### Written instruction
Collect every line in the items below that contains the string "Target" and copy each one in full.

### Data to use

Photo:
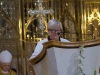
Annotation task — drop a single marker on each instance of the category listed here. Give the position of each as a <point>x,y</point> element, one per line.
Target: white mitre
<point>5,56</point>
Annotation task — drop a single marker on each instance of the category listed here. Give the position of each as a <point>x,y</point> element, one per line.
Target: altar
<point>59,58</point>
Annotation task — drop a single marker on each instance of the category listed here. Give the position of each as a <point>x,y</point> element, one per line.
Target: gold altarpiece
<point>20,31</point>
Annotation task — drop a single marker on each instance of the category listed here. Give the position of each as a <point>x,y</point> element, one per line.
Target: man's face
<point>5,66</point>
...
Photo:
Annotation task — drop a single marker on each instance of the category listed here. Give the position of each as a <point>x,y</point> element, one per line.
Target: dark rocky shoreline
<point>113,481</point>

### Response to this task
Target: white mitre
Target: altar
Target: gold altarpiece
Target: man's face
Target: dark rocky shoreline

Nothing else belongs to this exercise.